原文:
______________________________

日本の未来を考える別の視点として、出井氏は企業、社会におけるタテ型・ヨコ型構造を取り上げた。終身雇用制度や企業別の労働組合などに見られるように、日本は典型的なタテ型社会といえるだろう。製品を個別に開発、生産していたアナログ時代と呼ばれる1990年代までは、日本の強さは世界に誇るものがあった。しかし、デジタル社会へと移行した現在、生産方式は変化しつつあり、単に大量生産すればよいものは中国や台湾などに取って代わられることとなった。
世界ではヨコ型を指向する企業が大きく成長する時代になったのである。さらに、製造業だけでなくGoogleやFacebookといったITの分野でもヨコ型のプラットフォームを有する企業が多大な影響力を持つようにもなってきた。しかし、こうしたグローバルに展開するヨコ型企業は今のところ日本には見当たらない。
ただ、ヨコ型という構造は必ずしも日本に向いているわけではないと出井氏は指摘する。
「ものづくりにはむしろタテ型であることが有利に働く。例えば部品点数が何万点もあるようなものを組み立てる自動車産業にはタテ型が向いていたりする。技術開発を積み重ねた上でのタテ型組織で動いているうちに、結果としてヨコ型も付随する、そうした“超タテ型”ともいうべき構造に日本の未来はある」(出井氏)

______________________________

記録
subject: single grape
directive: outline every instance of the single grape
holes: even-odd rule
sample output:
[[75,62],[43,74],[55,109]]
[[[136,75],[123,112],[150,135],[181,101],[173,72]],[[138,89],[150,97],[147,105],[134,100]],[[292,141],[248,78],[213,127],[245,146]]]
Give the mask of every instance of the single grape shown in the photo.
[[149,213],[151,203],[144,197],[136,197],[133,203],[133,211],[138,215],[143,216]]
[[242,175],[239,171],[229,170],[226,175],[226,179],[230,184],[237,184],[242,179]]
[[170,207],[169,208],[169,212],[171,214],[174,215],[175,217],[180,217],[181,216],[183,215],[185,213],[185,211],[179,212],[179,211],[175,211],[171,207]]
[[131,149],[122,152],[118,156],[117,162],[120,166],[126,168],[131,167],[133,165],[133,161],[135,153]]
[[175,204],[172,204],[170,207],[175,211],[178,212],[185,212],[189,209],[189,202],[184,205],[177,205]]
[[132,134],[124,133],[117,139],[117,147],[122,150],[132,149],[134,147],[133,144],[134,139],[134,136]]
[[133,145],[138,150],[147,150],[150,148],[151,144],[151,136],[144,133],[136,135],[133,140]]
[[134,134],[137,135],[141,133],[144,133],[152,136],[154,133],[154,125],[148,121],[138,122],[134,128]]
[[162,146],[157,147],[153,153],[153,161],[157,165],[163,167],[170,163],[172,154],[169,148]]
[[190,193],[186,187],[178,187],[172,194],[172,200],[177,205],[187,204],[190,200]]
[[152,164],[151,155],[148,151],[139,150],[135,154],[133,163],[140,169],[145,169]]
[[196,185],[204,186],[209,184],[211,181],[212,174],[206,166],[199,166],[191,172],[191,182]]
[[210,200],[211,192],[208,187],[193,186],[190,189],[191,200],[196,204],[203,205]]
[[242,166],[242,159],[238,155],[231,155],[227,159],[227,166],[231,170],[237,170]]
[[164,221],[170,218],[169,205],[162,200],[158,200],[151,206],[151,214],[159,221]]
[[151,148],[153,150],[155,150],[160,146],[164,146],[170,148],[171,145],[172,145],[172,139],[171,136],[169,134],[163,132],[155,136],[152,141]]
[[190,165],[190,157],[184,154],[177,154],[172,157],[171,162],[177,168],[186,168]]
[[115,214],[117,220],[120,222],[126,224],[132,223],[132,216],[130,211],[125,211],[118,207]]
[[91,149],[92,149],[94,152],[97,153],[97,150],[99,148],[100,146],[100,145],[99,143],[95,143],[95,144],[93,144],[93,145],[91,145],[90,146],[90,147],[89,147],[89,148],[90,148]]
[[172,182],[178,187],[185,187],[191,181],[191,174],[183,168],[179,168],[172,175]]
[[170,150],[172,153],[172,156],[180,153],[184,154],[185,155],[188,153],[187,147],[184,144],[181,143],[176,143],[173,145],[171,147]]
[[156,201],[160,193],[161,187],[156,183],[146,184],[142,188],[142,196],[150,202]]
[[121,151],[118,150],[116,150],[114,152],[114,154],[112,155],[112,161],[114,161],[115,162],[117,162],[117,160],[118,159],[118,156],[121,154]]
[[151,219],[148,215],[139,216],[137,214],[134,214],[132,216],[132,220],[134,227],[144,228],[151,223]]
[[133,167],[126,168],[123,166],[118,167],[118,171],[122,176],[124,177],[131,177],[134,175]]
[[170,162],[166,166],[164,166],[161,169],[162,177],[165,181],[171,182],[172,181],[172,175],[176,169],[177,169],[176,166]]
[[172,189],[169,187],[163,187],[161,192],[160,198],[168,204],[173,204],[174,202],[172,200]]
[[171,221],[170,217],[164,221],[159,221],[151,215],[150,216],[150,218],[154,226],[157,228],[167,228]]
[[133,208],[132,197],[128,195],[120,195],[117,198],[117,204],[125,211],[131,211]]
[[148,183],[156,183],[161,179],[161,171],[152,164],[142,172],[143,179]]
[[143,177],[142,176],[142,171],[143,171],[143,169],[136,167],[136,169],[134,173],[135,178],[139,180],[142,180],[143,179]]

______________________________

指示 1: タテ型・ヨコ型構造についての原文から、「世界ではヨコ型を指向する企業」から「ただ、ヨコ型という構造は必ずしも日本に向いているわけではないと出井氏は指摘する。」までを両端も含めて一字一句書き写してください。
指示 2: 原文で、アナログ時代と呼ばれているのはいつまでの時期ですか。

解答全文 1:
世界ではヨコ型を指向する企業が大きく成長する時代になったのである。さらに、製造業だけでなくGoogleやFacebookといったITの分野でもヨコ型のプラットフォームを有する企業が多大な影響力を持つようにもなってきた。しかし、こうしたグローバルに展開するヨコ型企業は今のところ日本には見当たらない。
ただ、ヨコ型という構造は必ずしも日本に向いているわけではないと出井氏は指摘する。

解答全文 2: 1990年代まで